● MATERIAL FOR THE TASK
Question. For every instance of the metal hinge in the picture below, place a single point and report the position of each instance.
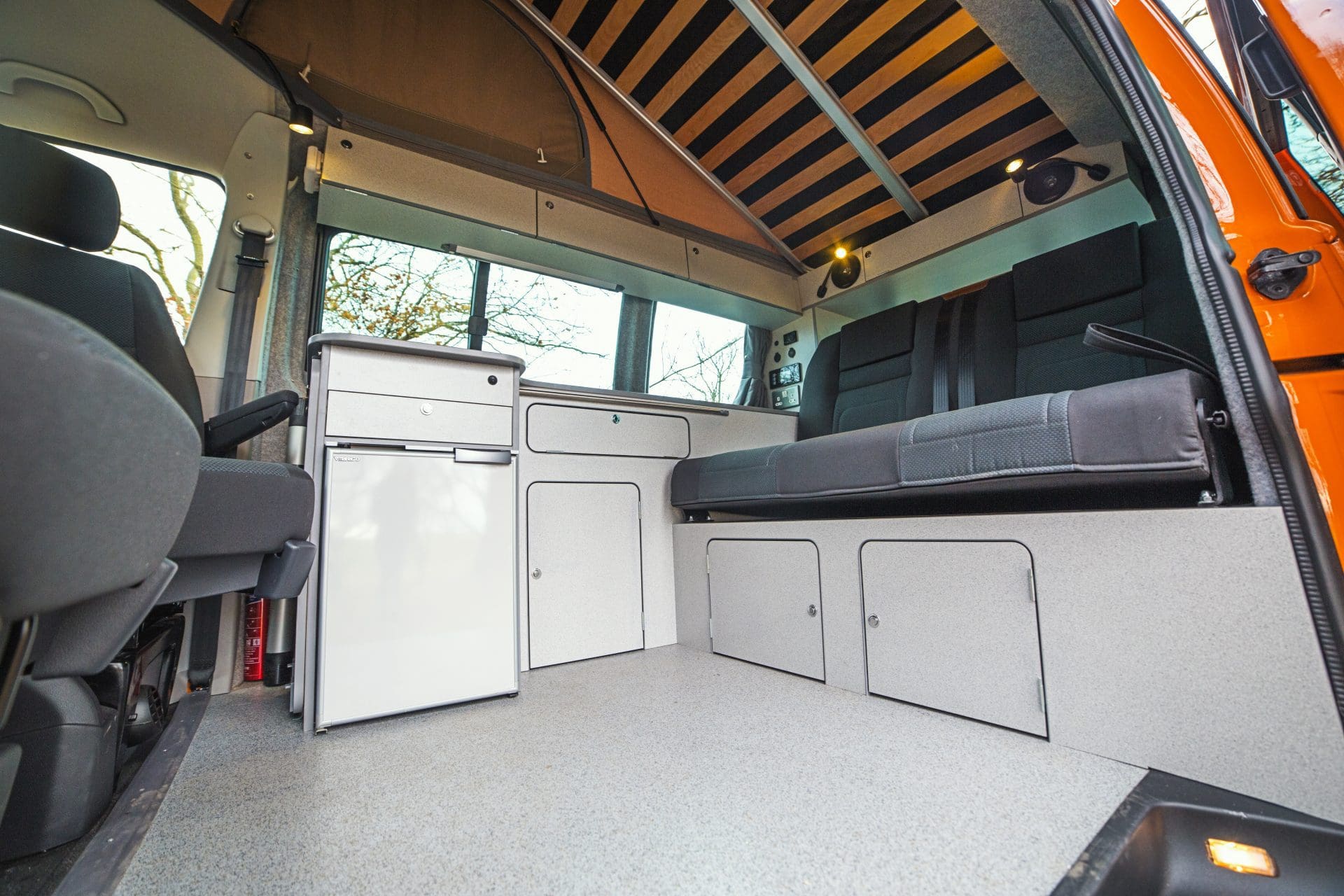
(1276, 274)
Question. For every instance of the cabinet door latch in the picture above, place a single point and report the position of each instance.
(1276, 274)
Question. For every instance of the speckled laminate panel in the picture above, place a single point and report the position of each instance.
(668, 770)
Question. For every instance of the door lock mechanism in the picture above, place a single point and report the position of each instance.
(1276, 274)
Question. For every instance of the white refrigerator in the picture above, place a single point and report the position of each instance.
(419, 601)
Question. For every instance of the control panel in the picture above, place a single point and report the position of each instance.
(785, 398)
(787, 375)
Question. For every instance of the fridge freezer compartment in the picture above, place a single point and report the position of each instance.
(417, 583)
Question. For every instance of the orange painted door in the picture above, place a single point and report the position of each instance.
(1268, 188)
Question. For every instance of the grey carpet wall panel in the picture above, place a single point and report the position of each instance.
(1175, 640)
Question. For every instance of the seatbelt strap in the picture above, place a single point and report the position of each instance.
(967, 352)
(941, 378)
(1110, 339)
(252, 270)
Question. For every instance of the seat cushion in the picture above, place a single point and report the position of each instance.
(1105, 441)
(245, 508)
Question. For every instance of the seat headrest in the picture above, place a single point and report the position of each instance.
(1078, 274)
(878, 336)
(50, 194)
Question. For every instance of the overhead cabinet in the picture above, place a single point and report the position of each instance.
(585, 589)
(765, 603)
(952, 625)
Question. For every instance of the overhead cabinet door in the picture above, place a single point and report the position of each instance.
(585, 584)
(765, 603)
(952, 625)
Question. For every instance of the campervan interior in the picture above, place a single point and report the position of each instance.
(699, 447)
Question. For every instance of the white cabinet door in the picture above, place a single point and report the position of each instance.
(584, 582)
(417, 601)
(765, 603)
(952, 625)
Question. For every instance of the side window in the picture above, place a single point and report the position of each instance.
(1307, 148)
(695, 355)
(565, 331)
(396, 290)
(169, 222)
(1285, 125)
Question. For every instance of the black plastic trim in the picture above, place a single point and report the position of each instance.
(1138, 849)
(1257, 378)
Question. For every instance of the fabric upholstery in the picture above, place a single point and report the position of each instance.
(1075, 434)
(1023, 399)
(245, 508)
(99, 461)
(116, 300)
(872, 372)
(50, 194)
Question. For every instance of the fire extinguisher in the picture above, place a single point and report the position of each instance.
(254, 638)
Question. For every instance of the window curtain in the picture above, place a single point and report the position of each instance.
(756, 347)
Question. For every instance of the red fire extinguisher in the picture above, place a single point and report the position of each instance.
(254, 638)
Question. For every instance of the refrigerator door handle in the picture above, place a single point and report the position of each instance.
(473, 456)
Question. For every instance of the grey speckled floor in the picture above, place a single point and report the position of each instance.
(662, 771)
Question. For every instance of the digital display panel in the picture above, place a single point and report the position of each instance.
(787, 375)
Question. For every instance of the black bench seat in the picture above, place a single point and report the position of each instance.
(934, 418)
(1133, 438)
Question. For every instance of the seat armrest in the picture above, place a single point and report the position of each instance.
(226, 431)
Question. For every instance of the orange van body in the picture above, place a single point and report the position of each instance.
(1304, 332)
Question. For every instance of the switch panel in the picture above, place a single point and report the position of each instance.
(785, 398)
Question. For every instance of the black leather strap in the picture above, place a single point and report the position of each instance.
(1110, 339)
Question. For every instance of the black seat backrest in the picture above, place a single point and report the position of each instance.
(874, 371)
(1026, 328)
(1030, 323)
(55, 197)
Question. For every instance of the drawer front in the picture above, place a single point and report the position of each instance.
(417, 419)
(354, 370)
(558, 429)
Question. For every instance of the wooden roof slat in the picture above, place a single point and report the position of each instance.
(662, 38)
(568, 15)
(812, 18)
(924, 102)
(1004, 148)
(886, 16)
(902, 65)
(699, 62)
(612, 29)
(941, 36)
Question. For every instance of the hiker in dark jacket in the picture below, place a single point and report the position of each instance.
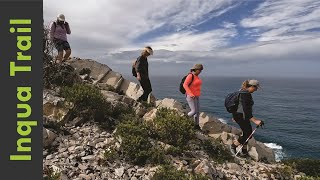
(243, 116)
(143, 73)
(58, 35)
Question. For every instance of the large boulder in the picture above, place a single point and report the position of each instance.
(111, 96)
(149, 116)
(98, 70)
(48, 137)
(264, 153)
(112, 79)
(212, 125)
(54, 107)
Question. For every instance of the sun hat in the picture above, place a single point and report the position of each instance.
(197, 67)
(61, 17)
(254, 82)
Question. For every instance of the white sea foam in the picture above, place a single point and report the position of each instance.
(278, 150)
(273, 146)
(222, 120)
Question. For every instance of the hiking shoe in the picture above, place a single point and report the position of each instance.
(244, 153)
(233, 149)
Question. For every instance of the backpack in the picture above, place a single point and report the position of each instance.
(134, 73)
(182, 90)
(232, 101)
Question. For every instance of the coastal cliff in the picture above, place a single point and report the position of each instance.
(95, 129)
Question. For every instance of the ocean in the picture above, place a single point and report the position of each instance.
(289, 108)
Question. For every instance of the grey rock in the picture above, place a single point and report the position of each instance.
(90, 157)
(119, 172)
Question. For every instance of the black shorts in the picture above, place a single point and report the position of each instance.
(61, 44)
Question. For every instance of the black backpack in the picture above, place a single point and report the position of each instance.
(182, 90)
(232, 101)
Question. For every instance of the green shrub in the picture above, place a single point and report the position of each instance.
(59, 75)
(311, 167)
(121, 110)
(85, 71)
(199, 177)
(309, 178)
(136, 145)
(216, 151)
(172, 129)
(111, 155)
(169, 172)
(89, 104)
(51, 175)
(83, 95)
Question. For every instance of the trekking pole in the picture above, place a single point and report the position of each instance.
(247, 139)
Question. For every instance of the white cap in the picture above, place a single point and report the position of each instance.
(61, 17)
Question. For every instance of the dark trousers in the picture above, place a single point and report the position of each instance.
(147, 89)
(245, 126)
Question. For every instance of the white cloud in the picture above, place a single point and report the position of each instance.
(195, 41)
(109, 25)
(284, 19)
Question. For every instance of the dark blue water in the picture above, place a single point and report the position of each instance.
(289, 107)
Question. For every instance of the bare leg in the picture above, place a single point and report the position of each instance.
(66, 56)
(59, 57)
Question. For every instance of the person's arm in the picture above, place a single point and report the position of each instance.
(139, 68)
(51, 32)
(67, 28)
(186, 85)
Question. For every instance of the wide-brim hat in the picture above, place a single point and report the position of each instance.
(61, 17)
(197, 67)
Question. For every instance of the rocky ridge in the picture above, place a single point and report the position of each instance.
(79, 153)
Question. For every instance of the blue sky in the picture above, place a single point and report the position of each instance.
(252, 38)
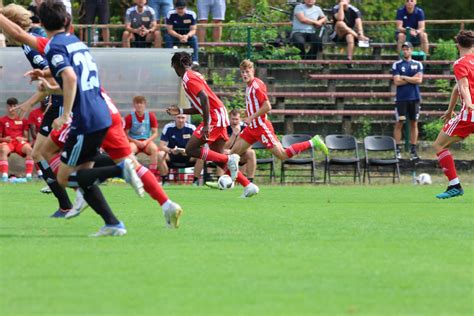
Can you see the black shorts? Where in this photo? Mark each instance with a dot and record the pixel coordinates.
(410, 109)
(81, 148)
(47, 122)
(99, 8)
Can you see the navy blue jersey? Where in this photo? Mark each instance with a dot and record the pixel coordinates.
(90, 111)
(409, 91)
(181, 24)
(176, 137)
(410, 20)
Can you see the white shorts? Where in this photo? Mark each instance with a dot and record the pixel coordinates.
(215, 7)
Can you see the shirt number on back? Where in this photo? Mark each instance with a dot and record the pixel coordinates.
(88, 81)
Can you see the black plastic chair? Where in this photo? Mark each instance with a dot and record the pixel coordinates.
(348, 144)
(265, 161)
(289, 140)
(381, 144)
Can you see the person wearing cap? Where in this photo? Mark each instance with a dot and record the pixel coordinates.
(407, 77)
(181, 27)
(411, 26)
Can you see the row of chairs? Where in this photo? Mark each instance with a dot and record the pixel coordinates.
(380, 157)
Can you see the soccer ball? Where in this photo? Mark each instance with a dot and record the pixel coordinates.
(424, 178)
(225, 182)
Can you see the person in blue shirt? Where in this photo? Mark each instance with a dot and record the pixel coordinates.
(411, 26)
(407, 76)
(174, 138)
(181, 29)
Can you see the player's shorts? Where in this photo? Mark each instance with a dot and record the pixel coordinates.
(81, 148)
(215, 133)
(15, 147)
(263, 133)
(215, 7)
(410, 109)
(47, 122)
(457, 127)
(116, 142)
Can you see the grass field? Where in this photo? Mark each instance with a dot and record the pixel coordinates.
(363, 250)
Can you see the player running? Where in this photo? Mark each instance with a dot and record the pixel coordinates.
(259, 128)
(462, 125)
(213, 129)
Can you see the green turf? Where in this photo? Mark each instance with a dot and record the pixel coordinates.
(378, 250)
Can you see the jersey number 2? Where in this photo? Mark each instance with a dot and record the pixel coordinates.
(88, 81)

● EXERCISE DETAILS
Copy out, exactly as given, the line containing "Can you see the player running?" together with every line after it in the material.

● RESULT FOR THIS TASK
Can you see the player running? Where in this photo? Mark each instance with a dot and record the pixel coordinates.
(259, 128)
(462, 125)
(213, 129)
Can you see the green turf? Where in this photo? Mark each instance with a dot and record the pixel coordinates.
(378, 250)
Can you see the jersey number 2? Where in this photo? Mark each instance with a dot and record the pixel coordinates.
(88, 81)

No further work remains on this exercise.